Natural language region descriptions
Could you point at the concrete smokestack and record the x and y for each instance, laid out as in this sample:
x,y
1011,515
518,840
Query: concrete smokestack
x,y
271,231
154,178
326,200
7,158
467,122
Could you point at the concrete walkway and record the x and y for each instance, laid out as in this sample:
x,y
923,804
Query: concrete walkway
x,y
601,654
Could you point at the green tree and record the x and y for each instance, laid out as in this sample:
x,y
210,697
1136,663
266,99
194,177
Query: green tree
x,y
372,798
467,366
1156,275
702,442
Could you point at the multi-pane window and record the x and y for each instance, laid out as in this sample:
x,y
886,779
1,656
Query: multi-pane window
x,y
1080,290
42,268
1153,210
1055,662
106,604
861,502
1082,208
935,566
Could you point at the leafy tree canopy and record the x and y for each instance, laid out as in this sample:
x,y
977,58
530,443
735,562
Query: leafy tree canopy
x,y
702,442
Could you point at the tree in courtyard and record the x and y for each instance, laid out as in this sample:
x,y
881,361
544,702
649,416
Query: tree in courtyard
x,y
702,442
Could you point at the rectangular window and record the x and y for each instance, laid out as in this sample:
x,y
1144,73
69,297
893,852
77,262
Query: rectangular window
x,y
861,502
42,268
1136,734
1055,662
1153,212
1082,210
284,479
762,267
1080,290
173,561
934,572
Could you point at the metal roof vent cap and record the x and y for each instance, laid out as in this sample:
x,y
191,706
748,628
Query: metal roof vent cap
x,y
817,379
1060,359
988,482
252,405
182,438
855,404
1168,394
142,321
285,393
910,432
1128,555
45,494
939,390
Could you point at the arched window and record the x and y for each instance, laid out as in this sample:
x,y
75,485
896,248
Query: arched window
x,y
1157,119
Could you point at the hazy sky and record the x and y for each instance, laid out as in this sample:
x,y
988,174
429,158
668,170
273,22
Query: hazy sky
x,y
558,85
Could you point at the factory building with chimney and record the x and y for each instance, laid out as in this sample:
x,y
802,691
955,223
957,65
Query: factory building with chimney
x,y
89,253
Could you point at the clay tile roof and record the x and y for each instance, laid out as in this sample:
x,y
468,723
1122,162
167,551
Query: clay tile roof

§ **WHAT IS NEEDED**: Your reply should be all of the data, returned exactly.

§ **ANSWER BELOW**:
Could you point at the concrete smokestack and record the x and y for each instance, laid out as in this sample:
x,y
1011,515
518,840
Query: concrete smokestack
x,y
271,231
154,178
326,200
7,158
467,122
Could you point at the concrete walkway and record the x and y for each instance, laid out as in this sample:
x,y
923,804
Query: concrete walkway
x,y
601,654
Could you point at the green tree and record the x and y for each instance, laid out as in this sample:
x,y
210,697
1136,663
266,99
194,177
Query: green tree
x,y
372,798
467,366
1156,275
702,442
Could you point at the multi-pane window and record the x and y for each instance, laid out as in this sample:
x,y
886,779
1,656
Query: multi-pane window
x,y
1080,290
42,268
1153,210
1055,662
106,604
861,502
1082,208
935,566
Could you point at the leafy tree canopy and record the x and y for each instance, laid out as in this sample:
x,y
977,58
530,443
735,562
Query: leafy tree canopy
x,y
702,442
Could you point at the tree in courtyard and record the x and y for each instance, laid out as in this sample:
x,y
881,361
544,702
649,416
Query: tree in courtyard
x,y
702,442
Could you point at the rectangular window and record the x and y for each instance, laid out as in this sample:
x,y
1144,73
69,297
893,852
77,262
Query: rectangular window
x,y
861,502
42,268
1136,734
1055,662
1153,212
1082,210
284,479
762,267
1080,290
173,561
934,572
Could you point at the metal roof vent cap and record the x and y for each instance, laid out as in this sample:
x,y
191,706
748,628
Query: metal roof vent cap
x,y
817,379
1060,359
988,482
252,405
182,438
855,404
1168,394
142,321
285,393
910,432
1128,555
45,494
939,390
Could you point at the arched window and record the x and y for each instance, laid out as in this sample:
x,y
75,485
896,248
Query: arched window
x,y
1157,119
Could you point at the hazy sky and record the x and y for each instance, laid out as in this sample:
x,y
988,174
429,158
668,170
273,22
Query: hazy sky
x,y
558,85
Could you point at the factory building with chimney and record the x and y for each instance, laid out as in this sample:
x,y
802,691
955,223
957,65
Query: factory building with chimney
x,y
89,253
Could you point at the clay tile roof and record the x and y for each instance, laid out as in this sample:
x,y
468,723
1122,162
167,551
Query: clay tile roof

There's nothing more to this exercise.